**** Reading passage ****
Re: Proposal for 9.1: WAL streaming from WAL buffers - Mailing list pgsql-hackers

From Josh Berkus
Subject Re: Proposal for 9.1: WAL streaming from WAL buffers
Date
Msg-id 4C181654.4070703@agliodbs.com
Whole thread Raw
In response to Re: Proposal for 9.1: WAL streaming from WAL buffers  (Robert Haas <robertmhaas@gmail.com>)
Responses Re: Proposal for 9.1: WAL streaming from WAL buffers  (Josh Berkus <josh@agliodbs.com>)
Re: Proposal for 9.1: WAL streaming from WAL buffers  (Robert Haas <robertmhaas@gmail.com>)
List pgsql-hackers
> I have yet to convince myself of how likely this is to occur.  I tried
> to reproduce this issue by crashing the database, but I think in 9.0
> you need an actual operating system crash to cause this problem, and I
> haven't yet set up an environment in which I can repeatedly crash the
> OS.  I believe, though, that in 9.1, we're going to want to stream
> from WAL buffers as proposed in the patch that started out this
> thread, and then I think this issue can be triggered with just a
> database crash.
**** Dataset rows ****
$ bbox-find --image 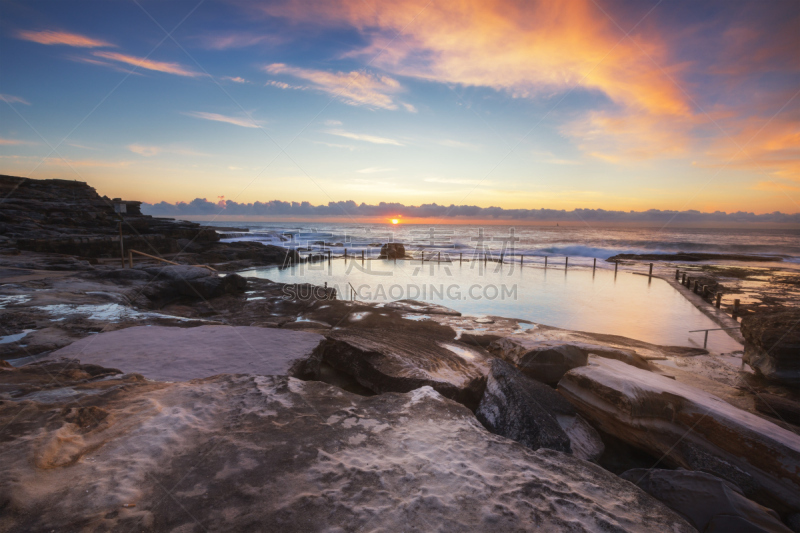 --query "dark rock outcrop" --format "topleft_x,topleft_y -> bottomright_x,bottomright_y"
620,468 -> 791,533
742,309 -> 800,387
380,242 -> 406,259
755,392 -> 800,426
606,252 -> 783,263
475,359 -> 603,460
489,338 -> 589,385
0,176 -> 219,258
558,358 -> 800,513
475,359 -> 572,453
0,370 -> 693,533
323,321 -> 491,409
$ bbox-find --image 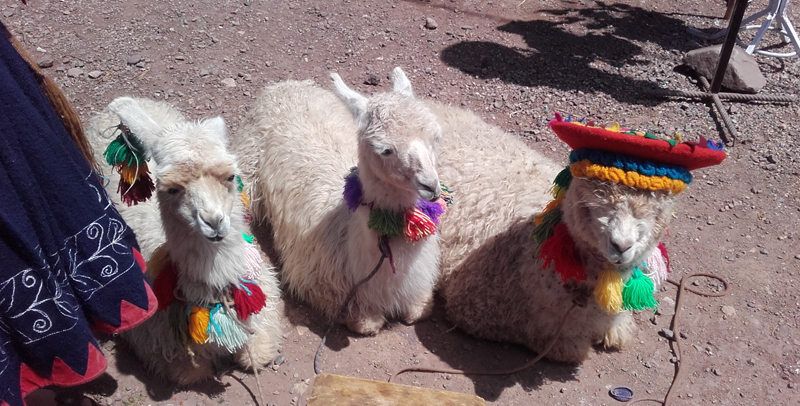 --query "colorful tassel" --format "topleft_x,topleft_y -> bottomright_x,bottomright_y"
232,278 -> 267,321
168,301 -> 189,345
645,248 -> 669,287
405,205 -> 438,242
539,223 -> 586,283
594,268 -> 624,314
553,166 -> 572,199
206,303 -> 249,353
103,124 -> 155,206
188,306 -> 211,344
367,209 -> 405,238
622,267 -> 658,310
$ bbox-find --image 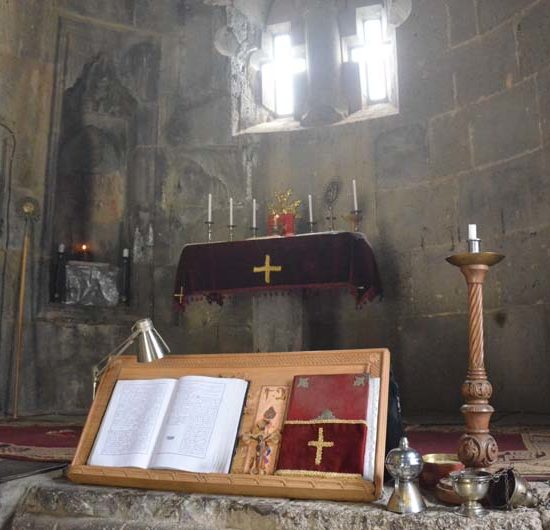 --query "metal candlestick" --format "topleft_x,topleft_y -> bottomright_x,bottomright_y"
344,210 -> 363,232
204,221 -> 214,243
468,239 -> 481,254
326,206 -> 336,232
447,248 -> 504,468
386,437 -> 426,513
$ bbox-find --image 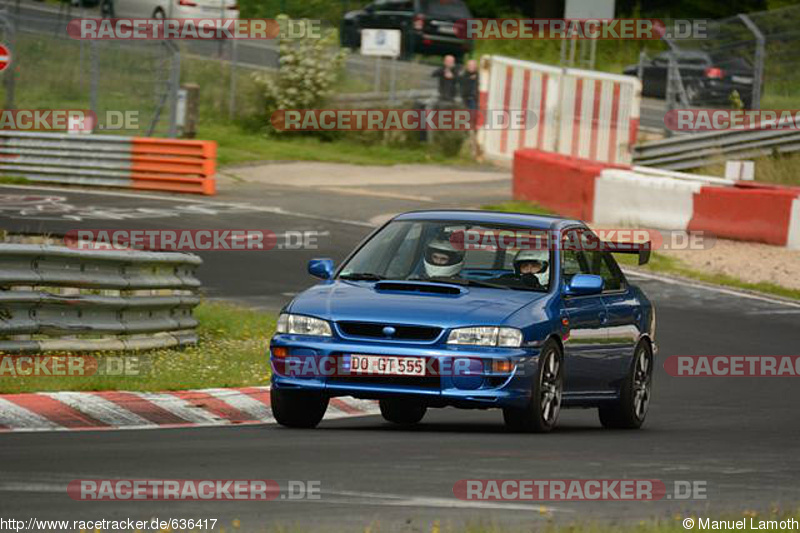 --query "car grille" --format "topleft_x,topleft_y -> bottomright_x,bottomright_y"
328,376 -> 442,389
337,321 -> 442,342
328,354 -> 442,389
****
- [The exercise]: Extend the mailing list post about WAL streaming from WAL buffers, beginning after its final sentence. These lines are separate material and have no connection to the mailing list post about WAL streaming.

- [Task answer]:
Yes, but it still requires:

a) the master must crash with at least one transaction transmitted to
the slave an not yet fsync'd
b) the slave must not crash as well
c) the master must come back up without the slave ever having been
promoted to master

Note that (a) is fairly improbable to begin with due to both our
batching transactions into bundles for transmission, and network latency
vs. disk latency.

So, is it possible?  Yes.  Will it happen anywhere but the
highest-txn-rate sites one in 10,000 times?  No.

This means that we should look for a solution which does not penalize
the common case in order to close a very improbable hole, if such a
solution exists.

> In 9.0, I think we can fix this problem by (1) only streaming WAL that
> has been fsync'd and 

I don't think this is the best solution; it would be a noticeable
performance penalty on replication.  It also would potentially result in
data loss for the user; if the user fails over to the slave in the
corner case, they can "rescue" the in-flight transaction.  At the least,
this would need to become Yet Another Configuration Option.

>(2) PANIC-ing if the problem occurs anyway.  

The question is, is detecting out-of-order WAL records *sufficient* to
detect a failure?  I'm thinking there are possible sequences where there
would be no out-of-sequence, but the slave would still have a
transaction the master doesn't, which the user wouldn't know until a
page update corrupts their data.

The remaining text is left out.